**What is asked:**
Copy out the text below on why a reversible adiabatic expansion doesn't raise entropy, word for word and in full.

**Page text:**
##########

# How can a reversible adiabatic expansion not increase entropy?

In the second stage of the Carnot cycle, a gas is thermally insulated and allowed to expand and do work on the piston.

I understand the reason people give is that because entropy is $\,dS = \,dQ/T$ then a reversible adiabatic expansion doesn't change the entropy because there is no heat energy flowing in or out of the system.

But quantum mechanically (particle in a box), we know that increasing the volume causes an increase in the number of available energy levels i.e. microstates, and since entropy is essentially a measure of the number of microstates, how can this process not cause the entropy to increase?

The available volume goes up, but the momenta of the particles go down. Since the number of available states is proportional to phase space volume, which includes both momentum and position factors, the total number stays constant. You can do an explicit calculation to show this.

However, it's tricky to see why, classically, these two effects must cancel exactly. It's much more clear in quantum mechanics, where the reasoning goes like this:

• For a sufficiently slow process, the adiabatic theorem applies, so that initial microstates are mapped one-to-one to final microstates.

##########

**Material:**

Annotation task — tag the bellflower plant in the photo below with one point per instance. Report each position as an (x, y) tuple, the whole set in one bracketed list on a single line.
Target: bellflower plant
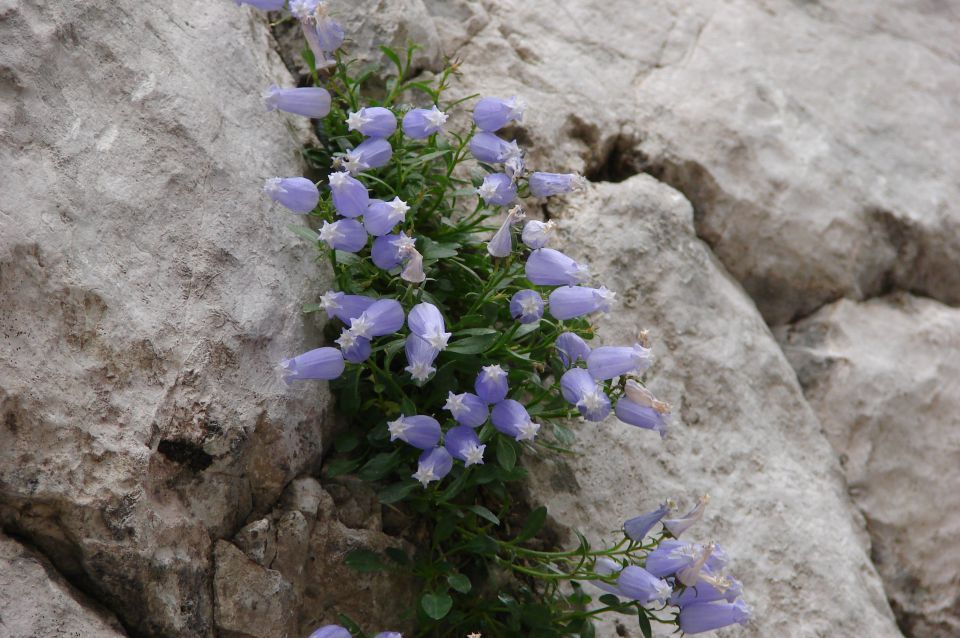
[(461, 346)]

##########

**Complete response:**
# How can a reversible adiabatic expansion not increase entropy?

In the second stage of the Carnot cycle, a gas is thermally insulated and allowed to expand and do work on the piston.

I understand the reason people give is that because entropy is $\,dS = \,dQ/T$ then a reversible adiabatic expansion doesn't change the entropy because there is no heat energy flowing in or out of the system.

But quantum mechanically (particle in a box), we know that increasing the volume causes an increase in the number of available energy levels i.e. microstates, and since entropy is essentially a measure of the number of microstates, how can this process not cause the entropy to increase?

The available volume goes up, but the momenta of the particles go down. Since the number of available states is proportional to phase space volume, which includes both momentum and position factors, the total number stays constant. You can do an explicit calculation to show this.

However, it's tricky to see why, classically, these two effects must cancel exactly. It's much more clear in quantum mechanics, where the reasoning goes like this:

• For a sufficiently slow process, the adiabatic theorem applies, so that initial microstates are mapped one-to-one to final microstates.